◆ Document segment
** begin **
Social media ‘at least half’ of calls passed to front-line police?

This morning Twitter and Facebook lit up with mentions of an article that appeared in the UK via The BBC.

Chief Constable Alex Marshall, head of the College of Policing had this to say;

“As people have moved their shopping online and their communications online, they’ve also moved their insults, their abuse and their threats online, so I see that it won’t be long before pretty much every investigation that the police conduct will have an online element to it.

“It’s a real problem for people working on the front line of policing, and they deal with this every day.

“So in a typical day where perhaps they deal with a dozen calls, they might expect that at least half of them, whether around antisocial behaviour or abuse or threats of assault may well relate to social media, Facebook, Twitter or other forms.”

While this is a completely shocking number…50% of all front-line policing calls have a relationship to social media, it’s really not that bad, yet.

Having been on the front-line of policing and having responded to and or advised of calls that were generated from social media posts and interactions, the number of actual crimes are much less than fifty percent.

Some are clear-cut. Threats between people involved in relationship, contact through social media when there is a court or release order prohibiting it, bullying that has moved into the realm of threats and or harassment, evidence of a crime contained in a post. Those crimes are readily apparent and don’t change the police work involved. Front-line gets the call, does a preliminary investigation and follows through based on the evidence presented.

Here is the grey area put succinctly by an officer in the article,

“A lot of the time.. it’s that whole attitude of, ‘I don’t know what to do, I’ll call the police, they’ll sort it out for me.’

“It should be a case of let’s be sensible, let’s not be friends with that person on Facebook, perhaps contact Facebook first or don’t use Facebook. It’s common-sense stuff.”

The reason it’s so grey? It has to be looked into to ensure there is no back story, no history and no chance that threats are truly believed to be real. Not to mention the number of times people will call for police because they received a scam email or social media phishing scam that they want thoroughly investigated even if no crime had been committed.

Chief Marshall agreed,

“People throughout history have shouted abuse at each other and had disagreements and arguments and possibly said things that they regret later and the police have never investigated every disagreement between everyone,”

I think that there truly needs to be data collection specific to the calls for service generated from social media. Using a number like 50% of all front-line policing screams problematic if that number is not reality. That kind of number can have significant consequences on budgets, human resources, resource allocation and training.
** end **
◆ Direction
Extend the article on social media calls to front-line police, starting right after its final paragraph.

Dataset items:
** begin **
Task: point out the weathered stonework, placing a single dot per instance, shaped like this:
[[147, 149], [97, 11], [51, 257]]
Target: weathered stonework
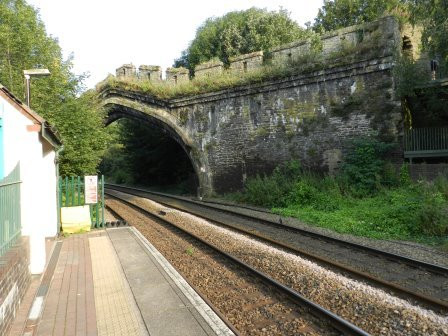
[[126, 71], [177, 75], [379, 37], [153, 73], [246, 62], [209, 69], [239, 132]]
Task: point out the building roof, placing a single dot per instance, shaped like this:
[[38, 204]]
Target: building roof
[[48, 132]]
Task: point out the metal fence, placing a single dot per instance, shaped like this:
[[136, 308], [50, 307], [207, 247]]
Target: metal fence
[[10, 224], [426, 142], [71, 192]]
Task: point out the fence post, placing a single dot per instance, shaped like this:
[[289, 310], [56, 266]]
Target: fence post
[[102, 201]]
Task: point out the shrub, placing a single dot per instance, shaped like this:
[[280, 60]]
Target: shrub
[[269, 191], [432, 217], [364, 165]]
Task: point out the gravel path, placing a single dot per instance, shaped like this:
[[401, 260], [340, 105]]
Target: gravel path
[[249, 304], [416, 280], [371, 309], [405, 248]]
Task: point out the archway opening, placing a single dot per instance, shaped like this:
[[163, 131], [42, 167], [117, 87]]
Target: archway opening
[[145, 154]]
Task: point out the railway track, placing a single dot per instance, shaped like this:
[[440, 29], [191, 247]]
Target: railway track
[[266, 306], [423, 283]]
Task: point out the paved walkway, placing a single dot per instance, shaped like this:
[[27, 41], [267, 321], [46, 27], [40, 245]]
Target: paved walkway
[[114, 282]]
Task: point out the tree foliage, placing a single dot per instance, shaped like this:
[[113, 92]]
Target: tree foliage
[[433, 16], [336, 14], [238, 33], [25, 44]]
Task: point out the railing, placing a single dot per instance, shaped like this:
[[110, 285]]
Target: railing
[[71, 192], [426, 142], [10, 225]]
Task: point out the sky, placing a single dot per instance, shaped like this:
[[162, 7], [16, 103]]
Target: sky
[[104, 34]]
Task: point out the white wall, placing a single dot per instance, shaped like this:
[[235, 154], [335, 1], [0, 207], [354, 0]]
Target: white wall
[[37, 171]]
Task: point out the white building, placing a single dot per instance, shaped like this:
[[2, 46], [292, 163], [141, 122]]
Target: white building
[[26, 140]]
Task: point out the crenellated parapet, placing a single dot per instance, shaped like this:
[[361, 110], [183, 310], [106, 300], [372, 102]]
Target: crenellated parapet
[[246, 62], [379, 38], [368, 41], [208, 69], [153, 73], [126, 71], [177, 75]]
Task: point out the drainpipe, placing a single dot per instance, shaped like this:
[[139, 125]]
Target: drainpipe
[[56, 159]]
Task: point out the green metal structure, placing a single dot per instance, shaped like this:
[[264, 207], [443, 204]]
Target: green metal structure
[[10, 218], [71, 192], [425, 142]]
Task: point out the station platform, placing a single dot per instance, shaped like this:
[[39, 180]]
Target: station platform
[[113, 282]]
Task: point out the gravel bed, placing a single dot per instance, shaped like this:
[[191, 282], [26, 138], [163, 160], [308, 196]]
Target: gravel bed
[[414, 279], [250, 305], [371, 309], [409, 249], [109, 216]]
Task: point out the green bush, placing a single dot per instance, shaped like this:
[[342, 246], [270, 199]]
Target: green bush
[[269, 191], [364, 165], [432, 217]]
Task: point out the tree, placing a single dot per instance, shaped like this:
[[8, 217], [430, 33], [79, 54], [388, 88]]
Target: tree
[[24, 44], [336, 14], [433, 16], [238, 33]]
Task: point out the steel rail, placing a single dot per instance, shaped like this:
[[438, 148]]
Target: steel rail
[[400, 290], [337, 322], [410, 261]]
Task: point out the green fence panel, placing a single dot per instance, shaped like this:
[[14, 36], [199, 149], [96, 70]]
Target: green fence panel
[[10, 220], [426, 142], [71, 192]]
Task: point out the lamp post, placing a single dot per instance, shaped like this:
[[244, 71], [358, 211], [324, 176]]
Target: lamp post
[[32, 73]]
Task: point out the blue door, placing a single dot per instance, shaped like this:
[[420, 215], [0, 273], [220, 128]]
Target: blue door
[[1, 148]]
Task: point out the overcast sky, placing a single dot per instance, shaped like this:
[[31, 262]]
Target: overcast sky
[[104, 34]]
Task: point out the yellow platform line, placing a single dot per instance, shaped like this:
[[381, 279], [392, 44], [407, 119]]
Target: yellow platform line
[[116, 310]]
** end **
◆ Result below
Police certainly need to recognize the issue and prepare for it with training and education for both their members and the communities served. When resources are already stretched thin, you can’t possibly dedicate 50% of your front line efforts to dealing with calls for service because someone needs help dealing with a phishing scam.  As the UK refer to them, “Anti-Social Behaviours online”.

Short answer to go hand in hand with the training for officers to recognize cyber and social media related information and evidence collection is a look at two tier policing unit designed as a clearing house.

A unit that would vet non-emergency calls and provide over the phone or email based solutions and advice with its own investigative branch before having to initiate a formal police response.

Via @NBC News, Oakland

Via @NBC News, Oakland

Some agencies are already doing this, but again, looking at resource stretched policing tax dollars, do police officers need to do this?

Finally, here is a great counter piece to the both what I have written here and the original article from the BBC.

Fact-check: is “half” of police work really related to social media?

What are your thoughts? Leave them in the comments below…maybe your idea could become the solution.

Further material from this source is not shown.